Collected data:

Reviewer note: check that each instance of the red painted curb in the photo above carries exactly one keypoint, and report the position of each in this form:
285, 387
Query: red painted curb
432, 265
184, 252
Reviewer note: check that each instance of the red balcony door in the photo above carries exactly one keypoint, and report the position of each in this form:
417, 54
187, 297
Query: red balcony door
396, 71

==

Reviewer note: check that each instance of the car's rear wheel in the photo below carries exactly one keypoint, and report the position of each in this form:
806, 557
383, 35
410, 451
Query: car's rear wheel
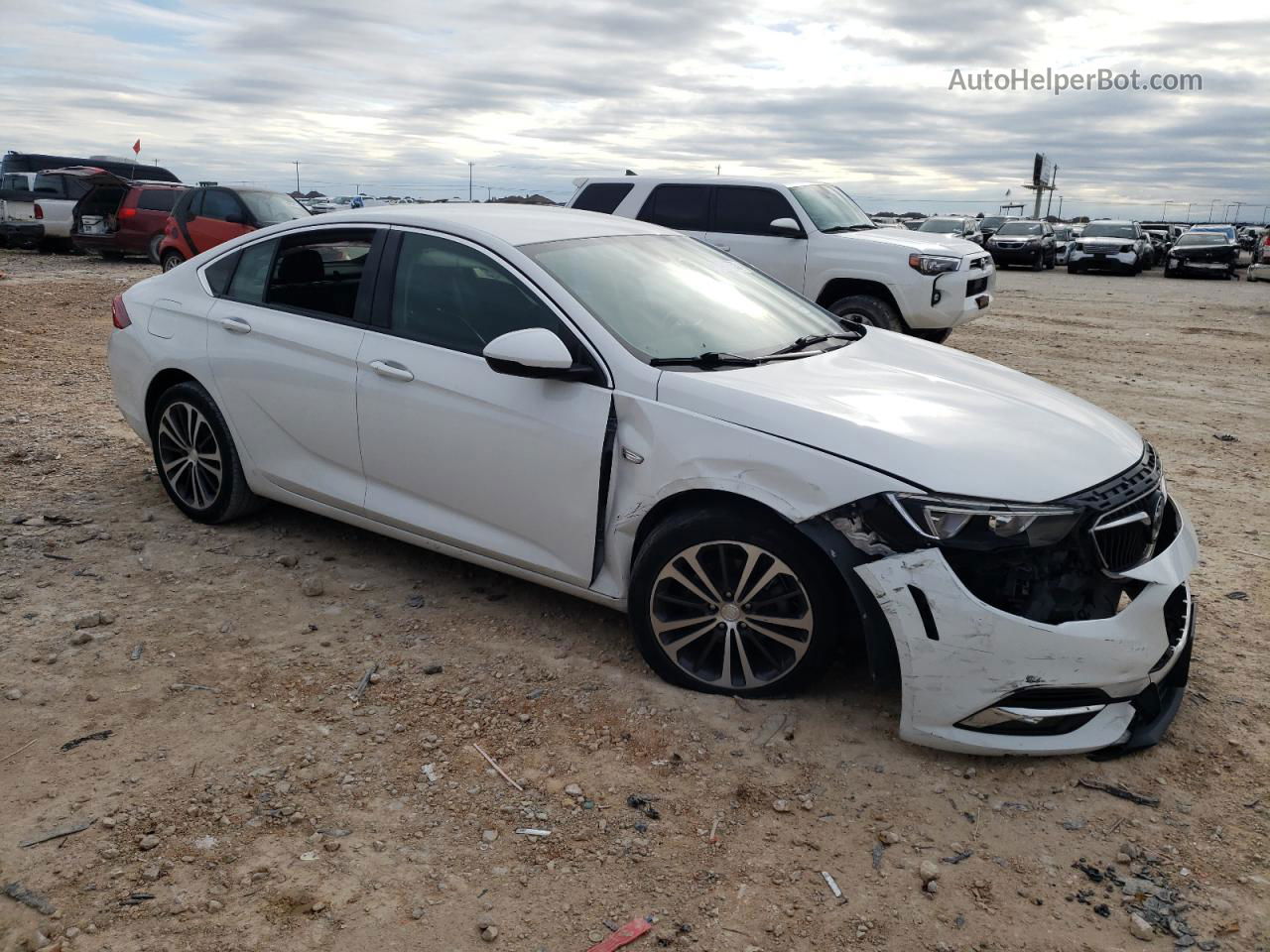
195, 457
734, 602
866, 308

==

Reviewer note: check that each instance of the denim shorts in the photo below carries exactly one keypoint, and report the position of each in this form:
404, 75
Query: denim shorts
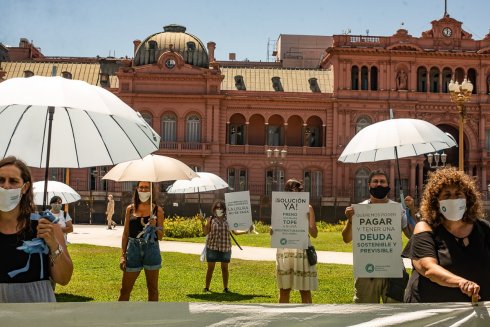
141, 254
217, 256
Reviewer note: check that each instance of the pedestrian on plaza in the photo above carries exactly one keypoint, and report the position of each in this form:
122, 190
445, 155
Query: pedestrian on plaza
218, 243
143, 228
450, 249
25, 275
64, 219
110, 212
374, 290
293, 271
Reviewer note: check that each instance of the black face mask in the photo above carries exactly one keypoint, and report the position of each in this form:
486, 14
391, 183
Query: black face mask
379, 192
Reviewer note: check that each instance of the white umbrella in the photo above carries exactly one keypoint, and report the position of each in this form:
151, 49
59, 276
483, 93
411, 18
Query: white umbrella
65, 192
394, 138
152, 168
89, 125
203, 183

> _WORK INSTRUCTIONS_
Lines holding "below": please count them in the data above and reply with the number alone.

> _OUTPUT FOR THIS EXERCISE_
2